## [Problem details]
Copying exactly, give the lines in the material below from the one with "Provide the pixel coordinates of one point on the wall" to the one with "Provide the pixel coordinates of one point on the walking", ends included, and nothing besides.

## [Records to use]
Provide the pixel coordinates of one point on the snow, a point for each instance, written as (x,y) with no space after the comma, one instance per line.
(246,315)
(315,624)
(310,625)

...

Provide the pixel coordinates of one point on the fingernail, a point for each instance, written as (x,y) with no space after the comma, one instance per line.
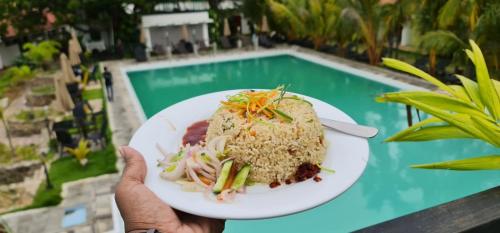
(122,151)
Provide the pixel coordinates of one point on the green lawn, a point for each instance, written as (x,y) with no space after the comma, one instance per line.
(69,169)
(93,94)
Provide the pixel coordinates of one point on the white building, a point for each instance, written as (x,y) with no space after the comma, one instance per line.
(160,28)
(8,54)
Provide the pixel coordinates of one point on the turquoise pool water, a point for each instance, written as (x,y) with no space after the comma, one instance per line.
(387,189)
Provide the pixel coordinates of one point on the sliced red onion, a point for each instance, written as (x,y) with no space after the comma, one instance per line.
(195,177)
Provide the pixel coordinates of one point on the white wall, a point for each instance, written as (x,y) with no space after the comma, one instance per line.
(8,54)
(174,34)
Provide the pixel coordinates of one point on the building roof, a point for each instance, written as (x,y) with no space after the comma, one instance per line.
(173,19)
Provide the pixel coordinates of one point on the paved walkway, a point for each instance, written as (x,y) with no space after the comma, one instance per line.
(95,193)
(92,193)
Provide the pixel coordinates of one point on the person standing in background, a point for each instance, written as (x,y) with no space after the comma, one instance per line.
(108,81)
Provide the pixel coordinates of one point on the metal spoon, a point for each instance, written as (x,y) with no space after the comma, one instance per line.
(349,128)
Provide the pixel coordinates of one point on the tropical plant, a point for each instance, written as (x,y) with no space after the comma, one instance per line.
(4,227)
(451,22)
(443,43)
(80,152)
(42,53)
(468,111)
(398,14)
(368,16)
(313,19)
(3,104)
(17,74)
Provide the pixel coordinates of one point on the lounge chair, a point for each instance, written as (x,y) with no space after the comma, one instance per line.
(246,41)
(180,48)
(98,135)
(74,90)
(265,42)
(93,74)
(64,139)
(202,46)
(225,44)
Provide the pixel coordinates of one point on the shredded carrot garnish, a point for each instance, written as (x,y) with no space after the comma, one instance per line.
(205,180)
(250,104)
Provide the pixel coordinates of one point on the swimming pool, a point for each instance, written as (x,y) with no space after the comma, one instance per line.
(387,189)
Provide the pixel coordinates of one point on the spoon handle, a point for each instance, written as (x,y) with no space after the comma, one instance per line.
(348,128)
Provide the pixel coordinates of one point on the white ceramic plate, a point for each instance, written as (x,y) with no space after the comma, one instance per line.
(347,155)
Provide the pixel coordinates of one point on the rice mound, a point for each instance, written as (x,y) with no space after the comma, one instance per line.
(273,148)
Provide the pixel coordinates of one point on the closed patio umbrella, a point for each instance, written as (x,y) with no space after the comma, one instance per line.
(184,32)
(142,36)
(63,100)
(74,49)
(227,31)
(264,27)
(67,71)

---

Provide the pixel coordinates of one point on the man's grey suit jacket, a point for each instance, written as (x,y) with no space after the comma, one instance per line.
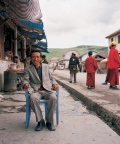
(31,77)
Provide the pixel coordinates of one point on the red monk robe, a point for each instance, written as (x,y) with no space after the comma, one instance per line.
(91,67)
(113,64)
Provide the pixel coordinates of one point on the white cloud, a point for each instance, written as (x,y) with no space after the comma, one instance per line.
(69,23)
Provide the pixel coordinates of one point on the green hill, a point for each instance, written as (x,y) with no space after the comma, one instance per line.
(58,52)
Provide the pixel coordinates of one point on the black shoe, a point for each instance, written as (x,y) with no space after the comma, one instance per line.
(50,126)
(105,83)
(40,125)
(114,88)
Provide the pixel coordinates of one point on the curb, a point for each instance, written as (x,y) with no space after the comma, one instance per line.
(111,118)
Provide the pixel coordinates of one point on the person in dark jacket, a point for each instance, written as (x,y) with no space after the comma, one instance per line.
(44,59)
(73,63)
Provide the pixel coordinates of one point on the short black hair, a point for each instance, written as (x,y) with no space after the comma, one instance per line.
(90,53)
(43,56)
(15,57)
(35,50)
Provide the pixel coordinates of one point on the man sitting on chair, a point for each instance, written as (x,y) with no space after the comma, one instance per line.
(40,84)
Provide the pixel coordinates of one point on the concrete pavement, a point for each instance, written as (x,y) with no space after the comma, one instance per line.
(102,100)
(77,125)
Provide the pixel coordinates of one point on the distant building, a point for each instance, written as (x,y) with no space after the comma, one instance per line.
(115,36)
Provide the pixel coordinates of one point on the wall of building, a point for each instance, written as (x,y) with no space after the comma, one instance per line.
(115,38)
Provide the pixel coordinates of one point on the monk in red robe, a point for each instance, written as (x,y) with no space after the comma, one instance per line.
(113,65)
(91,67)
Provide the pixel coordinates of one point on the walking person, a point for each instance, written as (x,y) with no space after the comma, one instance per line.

## [Written reply]
Provide the pixel coordinates of one point on the wall of building, a point for each instance, written as (x,y) with no space after the comma, one instance per line.
(115,38)
Provide the pixel coordinates of one point on the monk in red robe, a point for each instance, written as (x,y) with no space after the comma, one instance per line.
(113,65)
(91,67)
Provide the pixel coordinates of one point on the walking person, a point for each instance, written as (x,y) with no space after the comma, one instance per line.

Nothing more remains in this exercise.